Compiti da svolgere:
• 1. Traduci in inglese questa frase del brano sul ministero diaconale: "Penso che queste siano le parole più belle e importanti del mondo, quando sono nella bocca e soprattutto nelle azioni di un diacono."
• 2. Riassumi in due frasi il brano sul ministero diaconale.

Brano da leggere:
* * * * * * * * *

Papa Francesco ci ha spiegato che la Chiesa è un ospedale da campo e pertanto il Diacono deve porsi al servizio dei malati, in particolare dei più poveri, per farsi primo servo della carità.
CONCLUSIONI
Il verbo amare certamente è il verbo più bello del mondo, ma fondamentale è anche il verbo custodire (sintesi concreta di amare, aiutare, accogliere e servire ). Penso che queste siano le parole più belle e importanti del mondo, quando sono nella bocca e soprattutto nelle azioni di un diacono. Spero che questo Convegno, così bene organizzato in ogni sua parte, serva a tutti noi per orientare validamente anche il processo di AUTOCONSAPEVOLEZZA e di evoluzione del ministero diaconale.

* * * * * * * * *

Dati di localizzazione con un punto per istanza
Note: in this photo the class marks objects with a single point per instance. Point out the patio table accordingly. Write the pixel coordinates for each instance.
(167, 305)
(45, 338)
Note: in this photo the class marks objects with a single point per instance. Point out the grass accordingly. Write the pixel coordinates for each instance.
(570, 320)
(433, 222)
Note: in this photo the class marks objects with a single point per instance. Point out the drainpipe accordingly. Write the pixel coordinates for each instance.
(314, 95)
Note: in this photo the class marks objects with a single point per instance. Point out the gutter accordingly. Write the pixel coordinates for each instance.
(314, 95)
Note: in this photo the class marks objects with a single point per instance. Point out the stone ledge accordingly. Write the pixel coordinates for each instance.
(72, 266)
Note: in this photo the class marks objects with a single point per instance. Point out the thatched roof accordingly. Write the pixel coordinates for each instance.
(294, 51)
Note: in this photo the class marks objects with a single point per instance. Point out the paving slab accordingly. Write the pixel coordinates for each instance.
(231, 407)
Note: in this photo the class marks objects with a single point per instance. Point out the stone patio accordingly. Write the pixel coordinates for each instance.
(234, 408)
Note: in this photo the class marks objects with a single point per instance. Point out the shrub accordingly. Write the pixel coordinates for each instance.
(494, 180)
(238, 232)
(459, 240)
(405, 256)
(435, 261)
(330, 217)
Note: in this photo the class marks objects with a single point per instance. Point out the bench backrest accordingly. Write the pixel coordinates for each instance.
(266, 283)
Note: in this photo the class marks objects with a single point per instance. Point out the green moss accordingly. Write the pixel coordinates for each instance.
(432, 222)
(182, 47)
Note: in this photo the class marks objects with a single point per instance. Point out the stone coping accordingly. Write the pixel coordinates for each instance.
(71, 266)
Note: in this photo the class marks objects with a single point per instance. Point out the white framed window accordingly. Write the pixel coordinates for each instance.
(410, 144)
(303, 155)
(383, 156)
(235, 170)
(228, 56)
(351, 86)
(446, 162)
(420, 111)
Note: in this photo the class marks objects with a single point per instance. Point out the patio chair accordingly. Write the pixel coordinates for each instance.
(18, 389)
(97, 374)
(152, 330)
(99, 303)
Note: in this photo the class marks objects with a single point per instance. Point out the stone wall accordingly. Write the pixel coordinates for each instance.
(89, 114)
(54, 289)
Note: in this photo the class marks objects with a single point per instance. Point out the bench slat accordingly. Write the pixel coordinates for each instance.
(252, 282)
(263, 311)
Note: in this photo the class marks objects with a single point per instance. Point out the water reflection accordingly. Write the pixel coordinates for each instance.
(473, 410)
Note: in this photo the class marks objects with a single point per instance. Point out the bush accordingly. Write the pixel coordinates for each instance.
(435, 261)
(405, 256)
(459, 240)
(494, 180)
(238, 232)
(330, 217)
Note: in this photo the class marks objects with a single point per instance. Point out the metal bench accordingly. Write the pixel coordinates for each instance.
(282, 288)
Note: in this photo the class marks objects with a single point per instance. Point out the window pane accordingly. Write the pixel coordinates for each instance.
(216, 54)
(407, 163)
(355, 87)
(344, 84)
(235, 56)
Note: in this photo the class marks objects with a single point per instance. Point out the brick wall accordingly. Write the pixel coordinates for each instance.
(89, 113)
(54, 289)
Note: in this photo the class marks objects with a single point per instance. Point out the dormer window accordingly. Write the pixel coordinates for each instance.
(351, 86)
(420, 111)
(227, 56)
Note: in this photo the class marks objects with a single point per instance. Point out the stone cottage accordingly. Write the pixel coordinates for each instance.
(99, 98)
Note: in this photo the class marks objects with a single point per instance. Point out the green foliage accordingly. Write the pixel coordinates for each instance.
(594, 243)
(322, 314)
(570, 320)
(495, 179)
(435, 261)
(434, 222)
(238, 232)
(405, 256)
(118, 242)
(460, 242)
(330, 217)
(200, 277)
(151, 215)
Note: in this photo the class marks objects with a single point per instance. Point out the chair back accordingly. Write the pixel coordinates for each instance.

* * * * * * * * *

Le tue risposte:
• 1. I think these are the most beautiful and important words in the world when they are in the mouth, and above all in the actions, of a deacon.

• 2. Richiamando l'immagine della Chiesa come ospedale da campo proposta da Papa Francesco, il testo afferma che il diacono deve mettersi al servizio dei malati, soprattutto dei più poveri, per farsi primo servo della carità. Nelle conclusioni indica amare e custodire come verbi fondamentali nelle parole e nelle azioni di un diacono e si augura che il Convegno aiuti a orientare l'autoconsapevolezza e l'evoluzione del ministero diaconale.